===== Extracted information

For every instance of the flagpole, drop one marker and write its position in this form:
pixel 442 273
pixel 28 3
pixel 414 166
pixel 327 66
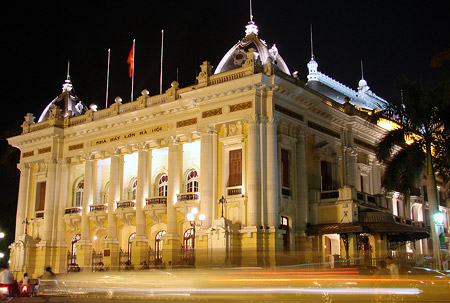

==========

• _Description of the task_:
All lines above that include the word "pixel" must be copied into the answer.

• _Solution to this problem_:
pixel 442 273
pixel 28 3
pixel 414 166
pixel 327 66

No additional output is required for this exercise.